Do this:
Answer these questions using the passage below about porting WPP to BG/L:
1. Who led the team that ported WPP?
2. On how many processors was the earthquake simulation run?
3. Which program funded the effort?

Passage shown:

Contact: Deb Frincke,
Wave Propagation Code, WPP, ported to BG/L at LLNL
A team of seismologists and applied mathematicians led by Artie Rodges and Anders Petersson at LLNL ported the earthquake simulation tool WPP to the BG/L system at LLNL. The overall goal of the project is to look at the propagation of waves in nature, whether they be seismic, electromagnetic or sound waves, all of which are governed by essentially the same mathematical equations. The team has spent several years developing new embedded boundary numerical techniques and encapsulating that mathematics research into an open source software simulation package called WPP. In the past month, this software has been ported to BG/L and demonstrated the ability to run an earthquake simulation in Iran on 32,000 processors. The computational domain was 3000 km on a side and modeled using 26.3 billion grid points. The effort was funded by the DOE NA-22 program (NNSA), but this effort could not have been accomplished without the fundamental research investment made by the ASCR office.

Record set:
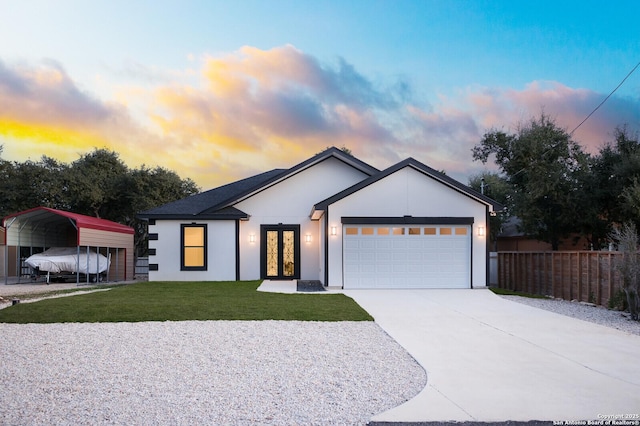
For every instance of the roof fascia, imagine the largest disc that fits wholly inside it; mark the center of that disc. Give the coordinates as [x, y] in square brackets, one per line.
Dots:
[332, 152]
[416, 165]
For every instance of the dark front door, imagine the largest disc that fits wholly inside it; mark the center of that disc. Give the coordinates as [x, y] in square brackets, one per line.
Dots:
[280, 252]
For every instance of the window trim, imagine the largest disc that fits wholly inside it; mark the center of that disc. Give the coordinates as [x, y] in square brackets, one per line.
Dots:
[183, 226]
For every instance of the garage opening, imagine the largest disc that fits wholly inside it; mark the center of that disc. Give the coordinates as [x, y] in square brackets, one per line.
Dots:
[407, 255]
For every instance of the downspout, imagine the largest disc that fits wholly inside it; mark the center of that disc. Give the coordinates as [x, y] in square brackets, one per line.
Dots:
[18, 252]
[237, 249]
[488, 248]
[77, 251]
[6, 251]
[326, 247]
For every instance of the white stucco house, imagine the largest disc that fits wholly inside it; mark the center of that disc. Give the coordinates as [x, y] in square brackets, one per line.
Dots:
[331, 218]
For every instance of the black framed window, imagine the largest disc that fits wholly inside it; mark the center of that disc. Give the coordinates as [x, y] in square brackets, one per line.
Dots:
[193, 247]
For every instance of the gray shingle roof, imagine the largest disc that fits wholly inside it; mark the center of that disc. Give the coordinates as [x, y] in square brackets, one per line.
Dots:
[211, 204]
[218, 203]
[418, 166]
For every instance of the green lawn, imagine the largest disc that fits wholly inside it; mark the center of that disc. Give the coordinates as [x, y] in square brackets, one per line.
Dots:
[182, 301]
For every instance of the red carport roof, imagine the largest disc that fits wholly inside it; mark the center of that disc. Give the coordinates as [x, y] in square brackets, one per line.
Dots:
[80, 220]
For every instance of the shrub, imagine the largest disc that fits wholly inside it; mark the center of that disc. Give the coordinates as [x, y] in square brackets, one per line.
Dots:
[629, 265]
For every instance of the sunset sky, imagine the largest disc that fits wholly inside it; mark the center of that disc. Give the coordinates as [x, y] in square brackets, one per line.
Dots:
[221, 90]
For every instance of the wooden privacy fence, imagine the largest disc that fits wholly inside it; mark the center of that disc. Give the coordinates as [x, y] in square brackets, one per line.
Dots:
[586, 276]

Exercise answer:
1. Artie Rodges and Anders Petersson
2. 32,000
3. The DOE NA-22 program (NNSA)